[WRITTEN EXERCISE]
Return the data exactly, with all pictures removed.

[THE DATA]
☆ ☆ ☆
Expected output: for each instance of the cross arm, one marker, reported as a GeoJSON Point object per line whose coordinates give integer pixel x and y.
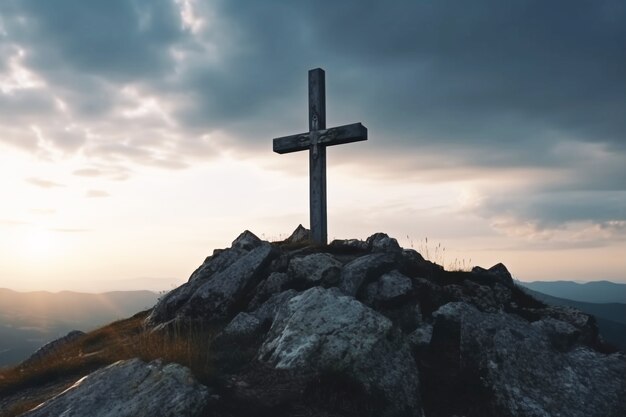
{"type": "Point", "coordinates": [328, 137]}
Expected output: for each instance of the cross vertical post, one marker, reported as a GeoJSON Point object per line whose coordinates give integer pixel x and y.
{"type": "Point", "coordinates": [317, 156]}
{"type": "Point", "coordinates": [315, 141]}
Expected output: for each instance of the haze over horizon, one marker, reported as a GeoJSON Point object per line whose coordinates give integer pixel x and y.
{"type": "Point", "coordinates": [136, 135]}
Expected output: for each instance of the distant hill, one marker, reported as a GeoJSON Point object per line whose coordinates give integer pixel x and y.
{"type": "Point", "coordinates": [590, 292]}
{"type": "Point", "coordinates": [30, 319]}
{"type": "Point", "coordinates": [611, 317]}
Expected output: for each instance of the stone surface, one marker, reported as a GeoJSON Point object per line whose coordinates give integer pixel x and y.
{"type": "Point", "coordinates": [322, 330]}
{"type": "Point", "coordinates": [388, 288]}
{"type": "Point", "coordinates": [300, 235]}
{"type": "Point", "coordinates": [172, 305]}
{"type": "Point", "coordinates": [380, 242]}
{"type": "Point", "coordinates": [268, 310]}
{"type": "Point", "coordinates": [315, 269]}
{"type": "Point", "coordinates": [243, 325]}
{"type": "Point", "coordinates": [523, 372]}
{"type": "Point", "coordinates": [213, 296]}
{"type": "Point", "coordinates": [129, 389]}
{"type": "Point", "coordinates": [498, 271]}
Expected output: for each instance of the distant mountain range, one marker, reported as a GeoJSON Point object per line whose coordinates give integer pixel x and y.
{"type": "Point", "coordinates": [30, 319]}
{"type": "Point", "coordinates": [590, 292]}
{"type": "Point", "coordinates": [610, 316]}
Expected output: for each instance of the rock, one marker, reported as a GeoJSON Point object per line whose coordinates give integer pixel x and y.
{"type": "Point", "coordinates": [499, 272]}
{"type": "Point", "coordinates": [52, 347]}
{"type": "Point", "coordinates": [243, 325]}
{"type": "Point", "coordinates": [246, 241]}
{"type": "Point", "coordinates": [420, 337]}
{"type": "Point", "coordinates": [571, 380]}
{"type": "Point", "coordinates": [167, 308]}
{"type": "Point", "coordinates": [300, 235]}
{"type": "Point", "coordinates": [322, 329]}
{"type": "Point", "coordinates": [130, 388]}
{"type": "Point", "coordinates": [380, 242]}
{"type": "Point", "coordinates": [388, 288]}
{"type": "Point", "coordinates": [348, 246]}
{"type": "Point", "coordinates": [487, 298]}
{"type": "Point", "coordinates": [316, 269]}
{"type": "Point", "coordinates": [273, 284]}
{"type": "Point", "coordinates": [221, 259]}
{"type": "Point", "coordinates": [268, 310]}
{"type": "Point", "coordinates": [213, 296]}
{"type": "Point", "coordinates": [364, 269]}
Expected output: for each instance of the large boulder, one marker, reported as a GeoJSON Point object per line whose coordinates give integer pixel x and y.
{"type": "Point", "coordinates": [528, 369]}
{"type": "Point", "coordinates": [315, 269]}
{"type": "Point", "coordinates": [322, 330]}
{"type": "Point", "coordinates": [364, 270]}
{"type": "Point", "coordinates": [129, 389]}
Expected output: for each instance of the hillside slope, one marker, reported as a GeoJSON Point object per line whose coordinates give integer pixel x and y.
{"type": "Point", "coordinates": [30, 319]}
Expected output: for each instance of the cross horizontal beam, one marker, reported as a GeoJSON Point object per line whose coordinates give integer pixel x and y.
{"type": "Point", "coordinates": [354, 132]}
☆ ☆ ☆
[CORRECT RESULT]
Expected output: for each instance of the cross arm, one marker, reported as a GeoJSON Point object per line whose coordinates give integer pixel x and y.
{"type": "Point", "coordinates": [328, 137]}
Expected output: for each instance of the cross vertical post, one marker, reported as a GeoJSON Point object per line whose coordinates give integer pixel x and y.
{"type": "Point", "coordinates": [317, 156]}
{"type": "Point", "coordinates": [315, 141]}
Expected output: for each instance of the haze over horizon, one marker, reported as a GeoJSON Point object per line whose coordinates give integer pixel x and y.
{"type": "Point", "coordinates": [136, 135]}
Expected output: for each instance of the distant hill, one marker, reported as a GeoJSON Point object per line whose coordinates give integer pixel x and y.
{"type": "Point", "coordinates": [590, 292]}
{"type": "Point", "coordinates": [30, 319]}
{"type": "Point", "coordinates": [611, 317]}
Expected output: for each instance of the stone surface, one marker, reported as a GeoJSON Point object per line whose coordinates give integer pixel x and y.
{"type": "Point", "coordinates": [322, 330]}
{"type": "Point", "coordinates": [388, 288]}
{"type": "Point", "coordinates": [300, 235]}
{"type": "Point", "coordinates": [172, 305]}
{"type": "Point", "coordinates": [380, 242]}
{"type": "Point", "coordinates": [268, 310]}
{"type": "Point", "coordinates": [315, 269]}
{"type": "Point", "coordinates": [243, 325]}
{"type": "Point", "coordinates": [523, 372]}
{"type": "Point", "coordinates": [213, 296]}
{"type": "Point", "coordinates": [129, 389]}
{"type": "Point", "coordinates": [498, 271]}
Expected output: for each instance of the distant mountain range, one marker, reported as a GeoJSON Point object per line whose coordinates give integer pixel x and y.
{"type": "Point", "coordinates": [30, 319]}
{"type": "Point", "coordinates": [590, 292]}
{"type": "Point", "coordinates": [610, 316]}
Expected output: for each instance of the rock, one marker, reported as a GeoJSON Point object per line whose coordinates give integer pixel x and y.
{"type": "Point", "coordinates": [499, 272]}
{"type": "Point", "coordinates": [52, 347]}
{"type": "Point", "coordinates": [243, 325]}
{"type": "Point", "coordinates": [246, 241]}
{"type": "Point", "coordinates": [420, 337]}
{"type": "Point", "coordinates": [571, 380]}
{"type": "Point", "coordinates": [167, 308]}
{"type": "Point", "coordinates": [300, 235]}
{"type": "Point", "coordinates": [322, 329]}
{"type": "Point", "coordinates": [130, 388]}
{"type": "Point", "coordinates": [380, 242]}
{"type": "Point", "coordinates": [388, 288]}
{"type": "Point", "coordinates": [348, 246]}
{"type": "Point", "coordinates": [487, 298]}
{"type": "Point", "coordinates": [316, 269]}
{"type": "Point", "coordinates": [273, 284]}
{"type": "Point", "coordinates": [221, 259]}
{"type": "Point", "coordinates": [268, 310]}
{"type": "Point", "coordinates": [213, 296]}
{"type": "Point", "coordinates": [364, 269]}
Expected output: for each instance of the large boulder, one marker, reported as a GeoJSON Point object per line whose coordinates give integer pixel x and y.
{"type": "Point", "coordinates": [528, 369]}
{"type": "Point", "coordinates": [315, 269]}
{"type": "Point", "coordinates": [322, 330]}
{"type": "Point", "coordinates": [364, 270]}
{"type": "Point", "coordinates": [129, 389]}
Expected output: for each instance of the hillside slope, one marker, reported as a GeoJSON Point object per line whose coordinates give integer pixel x and y.
{"type": "Point", "coordinates": [30, 319]}
Expected output: for each instance of the cross horizontal beam, one marker, reported as a GeoJSON Point object per line whose coordinates give integer pixel x and y.
{"type": "Point", "coordinates": [354, 132]}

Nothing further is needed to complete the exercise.